[DATA ENTRIES start]

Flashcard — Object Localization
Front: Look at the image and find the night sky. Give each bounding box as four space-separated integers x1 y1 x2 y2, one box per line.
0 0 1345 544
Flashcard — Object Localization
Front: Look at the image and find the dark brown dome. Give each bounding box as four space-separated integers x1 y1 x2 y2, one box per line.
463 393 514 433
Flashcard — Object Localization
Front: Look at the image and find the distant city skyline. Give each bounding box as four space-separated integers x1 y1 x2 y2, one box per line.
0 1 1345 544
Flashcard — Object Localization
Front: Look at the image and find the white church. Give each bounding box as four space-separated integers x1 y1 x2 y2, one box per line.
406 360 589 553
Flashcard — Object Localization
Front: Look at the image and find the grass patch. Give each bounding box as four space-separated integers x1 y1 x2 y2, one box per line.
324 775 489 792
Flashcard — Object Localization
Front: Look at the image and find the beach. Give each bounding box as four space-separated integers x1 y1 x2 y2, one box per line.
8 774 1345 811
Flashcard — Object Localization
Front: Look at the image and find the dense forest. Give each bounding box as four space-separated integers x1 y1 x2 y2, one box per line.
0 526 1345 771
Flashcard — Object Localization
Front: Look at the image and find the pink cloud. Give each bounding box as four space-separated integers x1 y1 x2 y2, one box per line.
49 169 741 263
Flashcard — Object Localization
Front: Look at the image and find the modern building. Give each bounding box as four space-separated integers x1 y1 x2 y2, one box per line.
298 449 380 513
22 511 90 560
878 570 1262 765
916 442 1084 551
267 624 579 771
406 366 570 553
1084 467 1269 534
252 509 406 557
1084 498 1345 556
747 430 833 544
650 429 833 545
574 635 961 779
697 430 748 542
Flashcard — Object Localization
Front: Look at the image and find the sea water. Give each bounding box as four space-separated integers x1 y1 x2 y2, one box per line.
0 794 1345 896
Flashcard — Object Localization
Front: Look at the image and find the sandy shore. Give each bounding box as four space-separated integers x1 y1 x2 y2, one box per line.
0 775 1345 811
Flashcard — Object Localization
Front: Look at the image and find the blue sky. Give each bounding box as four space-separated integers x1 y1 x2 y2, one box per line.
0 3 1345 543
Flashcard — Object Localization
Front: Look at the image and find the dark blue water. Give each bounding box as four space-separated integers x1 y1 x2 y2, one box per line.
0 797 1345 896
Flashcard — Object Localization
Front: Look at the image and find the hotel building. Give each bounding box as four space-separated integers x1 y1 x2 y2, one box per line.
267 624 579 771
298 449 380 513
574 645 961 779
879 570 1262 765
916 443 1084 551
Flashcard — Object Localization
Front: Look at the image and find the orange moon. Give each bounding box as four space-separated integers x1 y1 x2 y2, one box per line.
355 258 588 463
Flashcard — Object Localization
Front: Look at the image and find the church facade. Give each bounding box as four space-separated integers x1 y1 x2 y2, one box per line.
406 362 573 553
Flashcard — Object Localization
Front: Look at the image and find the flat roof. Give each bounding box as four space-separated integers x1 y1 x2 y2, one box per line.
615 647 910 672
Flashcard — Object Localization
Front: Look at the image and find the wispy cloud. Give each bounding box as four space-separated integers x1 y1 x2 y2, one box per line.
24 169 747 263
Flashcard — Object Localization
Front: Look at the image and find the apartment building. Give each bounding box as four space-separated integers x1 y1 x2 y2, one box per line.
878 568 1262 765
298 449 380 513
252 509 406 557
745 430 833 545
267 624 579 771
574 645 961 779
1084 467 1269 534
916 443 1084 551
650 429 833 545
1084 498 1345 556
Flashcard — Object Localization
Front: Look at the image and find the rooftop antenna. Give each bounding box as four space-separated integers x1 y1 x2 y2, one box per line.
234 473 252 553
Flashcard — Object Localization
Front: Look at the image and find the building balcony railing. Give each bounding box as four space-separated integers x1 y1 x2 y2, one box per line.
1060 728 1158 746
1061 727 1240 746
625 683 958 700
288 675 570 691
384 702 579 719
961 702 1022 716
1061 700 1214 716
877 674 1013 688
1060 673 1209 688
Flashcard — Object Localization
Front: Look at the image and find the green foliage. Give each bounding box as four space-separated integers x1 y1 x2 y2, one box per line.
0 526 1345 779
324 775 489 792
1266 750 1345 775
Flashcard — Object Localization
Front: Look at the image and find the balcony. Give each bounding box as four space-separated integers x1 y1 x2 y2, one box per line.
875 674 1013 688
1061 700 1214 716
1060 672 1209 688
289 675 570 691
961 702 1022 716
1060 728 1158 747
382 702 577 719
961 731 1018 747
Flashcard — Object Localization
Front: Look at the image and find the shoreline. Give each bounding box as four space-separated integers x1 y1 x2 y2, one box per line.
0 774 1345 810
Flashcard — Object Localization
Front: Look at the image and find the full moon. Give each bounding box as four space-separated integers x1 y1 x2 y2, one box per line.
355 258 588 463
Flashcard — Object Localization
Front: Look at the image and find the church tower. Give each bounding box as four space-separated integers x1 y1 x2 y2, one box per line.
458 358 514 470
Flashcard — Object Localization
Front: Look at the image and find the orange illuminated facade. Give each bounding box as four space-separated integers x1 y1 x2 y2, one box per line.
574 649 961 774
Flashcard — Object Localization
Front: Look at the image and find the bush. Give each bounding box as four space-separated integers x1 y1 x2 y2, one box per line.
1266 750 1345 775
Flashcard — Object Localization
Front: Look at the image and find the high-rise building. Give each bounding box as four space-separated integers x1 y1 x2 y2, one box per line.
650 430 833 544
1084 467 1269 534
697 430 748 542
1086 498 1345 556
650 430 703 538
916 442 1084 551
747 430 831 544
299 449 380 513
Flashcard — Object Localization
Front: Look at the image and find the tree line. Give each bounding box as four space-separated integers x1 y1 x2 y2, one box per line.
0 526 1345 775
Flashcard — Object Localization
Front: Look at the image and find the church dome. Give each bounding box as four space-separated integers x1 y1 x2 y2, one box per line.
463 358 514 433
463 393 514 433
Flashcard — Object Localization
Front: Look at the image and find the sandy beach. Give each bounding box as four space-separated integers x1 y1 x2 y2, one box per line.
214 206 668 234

[DATA ENTRIES end]

GIVEN EXERCISE:
Copy all of the lines above without changing anything.

ANSWER TO THIS PROBLEM:
Flashcard — Object Localization
Front: Look at the image and find the night sky. Give each bounding box as four space-separated integers x1 y1 x2 y2, one box per line.
0 0 1345 544
Flashcard — Object Localization
Front: Look at the image and find the dark brown dome. Give each bounding box as four space-separated integers x1 y1 x2 y2, one box per line.
463 393 514 433
Flashcard — Object Localization
Front: Look at the image and find the distant city skyline. Give each bounding box as four space-separated integers x1 y1 x2 y2, one box per line.
0 1 1345 544
Flashcard — Object Localization
Front: Look at the image and find the white church. Give each bounding box as four space-separated integers x1 y1 x2 y2, one box per line.
406 360 589 553
Flashcard — Object Localization
Front: Look at the image and find the grass patch. Give each bounding box as four space-separated integers x1 y1 x2 y2, one box per line.
324 775 489 792
Flashcard — Object Localization
Front: Look at the image and find the beach. Give each bounding box as four space-separated integers x1 y1 x2 y2, one box per line.
8 774 1345 811
Flashcard — Object Localization
Front: Look at the image and find the dense forest. Give each bounding box as four space-separated integers x1 y1 x2 y2, one box per line.
0 526 1345 771
Flashcard — Object Localization
Front: Look at the image and find the pink cloud. Give each bounding box as four space-separated integers x1 y1 x2 y2, one box per line.
49 169 741 263
Flashcard — Object Localization
Front: Look at the image and find the modern building. Give each bounding box as four space-separated integers x1 y1 x2 y2, one box per line.
298 449 380 513
22 511 90 560
878 570 1262 765
916 442 1084 551
267 624 579 771
406 366 570 553
1084 467 1269 534
252 509 406 557
1084 498 1345 556
747 430 833 544
650 429 833 545
574 635 961 779
697 430 748 542
Flashcard — Object Localization
Front: Look at the image and find the sea water. Give each bounding box as four space-separated integers x1 y1 x2 y2, one box per line.
0 794 1345 896
Flashcard — Object Localization
Front: Look at the image and find the sandy shore. Give each bounding box as four space-separated integers x1 y1 x2 y2, one box per line.
0 775 1345 811
Flashcard — Object Localization
Front: Look at the image and find the blue sky. Give each bounding box as four space-separated integers x1 y1 x2 y2, one box per line.
0 3 1345 543
Flashcard — Object Localization
Front: Look at the image and find the dark blue water. Give each bounding box as four space-separated integers x1 y1 x2 y2, one box per line.
0 797 1345 896
Flashcard — Object Localization
Front: Look at the image and find the hotel building. Give each bounding box as four space-separated integers x1 y1 x2 y2, one box per line.
267 624 579 771
298 449 380 513
574 645 961 779
879 570 1262 765
916 443 1084 551
Flashcard — Object Localization
Front: Look at the image and find the orange moon. Give each bounding box as four space-separated integers x1 y1 x2 y2, one box per line.
355 258 588 463
Flashcard — Object Localization
Front: Look at the image and find the church facade. Give each bounding box as four space-separated integers x1 y1 x2 y2, one box per line.
406 362 573 553
Flashcard — Object Localization
Front: Look at the image and find the flat roof. Give each bounding box as four space-separated integers x1 y1 x2 y2, one box per line.
615 647 910 672
Flashcard — Object Localization
Front: Look at the image and find the wispy cloud. Give each bounding box as four space-separated integers x1 y1 x2 y2, one box per line.
24 169 747 263
Flashcard — Object Localization
Front: Look at the image and find the apartment building. Give each bounding box as four space-separated integers x1 y1 x2 y2, one box per line.
878 568 1262 765
298 449 380 513
252 509 406 557
745 430 833 545
267 624 579 771
574 645 961 779
1084 467 1269 534
916 443 1084 551
650 429 833 545
1084 498 1345 556
Flashcard — Object Localization
Front: Look at the image and find the rooftop antenna. Give each bounding box as four space-separated integers x1 y1 x2 y2, one box per line.
234 473 252 553
Flashcard — Object Localization
Front: Look at the image and find the building balcony railing. Give each bounding box as four space-separated integers x1 y1 x2 y2, one box per line.
1060 728 1158 746
1061 727 1240 746
625 683 958 700
288 675 570 691
384 702 579 719
961 702 1022 716
1061 700 1214 716
877 674 1013 688
1060 673 1209 688
Flashcard — Object Localization
Front: Look at the image and find the green foliage. Give each bounding box as four space-separated integers x1 y1 x2 y2, one box per line.
0 526 1345 779
324 775 489 792
1266 750 1345 775
Flashcard — Object Localization
Front: Look at the image and find the balcony. Give each bounding box as four space-separated integers x1 y1 x2 y2, one box per line.
875 674 1013 688
1061 700 1214 716
1060 672 1209 688
289 675 570 691
961 702 1022 716
1060 728 1158 747
382 702 577 719
961 731 1018 747
Flashcard — Object Localization
Front: Look at the image and find the shoreline. Give each bounding box as four space-separated integers x1 y1 x2 y2, one box per line.
0 774 1345 810
Flashcard — Object Localization
Front: Look at the image and find the full moon. Give each bounding box as four space-separated integers x1 y1 x2 y2, one box per line.
355 258 588 463
Flashcard — Object Localization
Front: Look at the image and find the church tower. Give each bounding box as four space-separated integers x1 y1 x2 y2, one box per line.
458 358 514 470
Flashcard — Object Localization
Front: Look at the image and find the orange illuminated facade. Give each bounding box as four space-separated integers x1 y1 x2 y2, one box per line.
574 649 961 774
Flashcard — Object Localization
Front: Look at the image and find the bush. Give each bounding box as four space-separated integers x1 y1 x2 y2, one box per line.
1266 750 1345 775
Flashcard — Object Localization
Front: Look at the image and find the high-rise building. Give each bounding box as four space-separated integers x1 y1 x2 y2, one box per line.
650 430 833 544
1084 467 1269 534
697 430 748 542
1086 498 1345 556
650 430 703 538
916 442 1084 551
747 430 831 544
299 449 380 513
Flashcard — Object Localization
Front: Look at the image and find the tree line. Give each bounding box as four space-separated integers x1 y1 x2 y2, one box per line.
0 526 1345 775
Flashcard — Object Localization
Front: Look at the image and find the church dome. Give each bounding box as four space-separated integers x1 y1 x2 y2, one box per line.
463 358 514 433
463 393 514 433
Flashcard — Object Localization
Front: Look at the image and find the sandy beach. Give each bounding box as four space-separated integers x1 y1 x2 y2, one box per line.
214 206 668 234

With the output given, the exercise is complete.